WORK INSTRUCTIONS:
Nothing below is to be printed except the lines between the line holding "Target: balcony railing" and the line holding "Target: church dome", inclusive, each exactly as it appears.

MATERIAL FOR THE TASK:

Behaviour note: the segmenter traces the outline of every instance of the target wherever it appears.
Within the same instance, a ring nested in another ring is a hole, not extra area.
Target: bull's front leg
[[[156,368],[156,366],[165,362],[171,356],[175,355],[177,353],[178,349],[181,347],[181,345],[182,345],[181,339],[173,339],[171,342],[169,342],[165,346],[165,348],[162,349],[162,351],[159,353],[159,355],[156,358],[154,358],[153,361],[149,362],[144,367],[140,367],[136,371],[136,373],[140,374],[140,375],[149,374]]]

...

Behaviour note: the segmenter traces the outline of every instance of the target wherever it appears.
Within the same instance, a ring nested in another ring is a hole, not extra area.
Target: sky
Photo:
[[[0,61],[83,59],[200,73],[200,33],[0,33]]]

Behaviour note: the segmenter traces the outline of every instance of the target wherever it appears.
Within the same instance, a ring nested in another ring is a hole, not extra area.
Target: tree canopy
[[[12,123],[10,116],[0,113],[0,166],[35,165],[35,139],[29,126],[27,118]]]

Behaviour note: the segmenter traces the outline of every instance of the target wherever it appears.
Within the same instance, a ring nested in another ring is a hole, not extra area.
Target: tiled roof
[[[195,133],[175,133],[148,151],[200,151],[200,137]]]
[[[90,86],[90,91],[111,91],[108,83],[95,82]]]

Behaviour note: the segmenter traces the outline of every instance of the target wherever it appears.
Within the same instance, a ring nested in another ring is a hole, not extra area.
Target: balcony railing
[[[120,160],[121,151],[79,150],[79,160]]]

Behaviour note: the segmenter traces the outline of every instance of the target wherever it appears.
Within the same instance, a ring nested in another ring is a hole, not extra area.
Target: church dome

SOLUTION FOR THIS PROBLEM:
Target: balcony railing
[[[120,160],[121,151],[79,150],[79,160]]]

Behaviour note: the segmenter traces the outline of every instance of the target wherever it appears.
Within the same instance, a ring nested in another ring is a hole, not extra area.
Target: church dome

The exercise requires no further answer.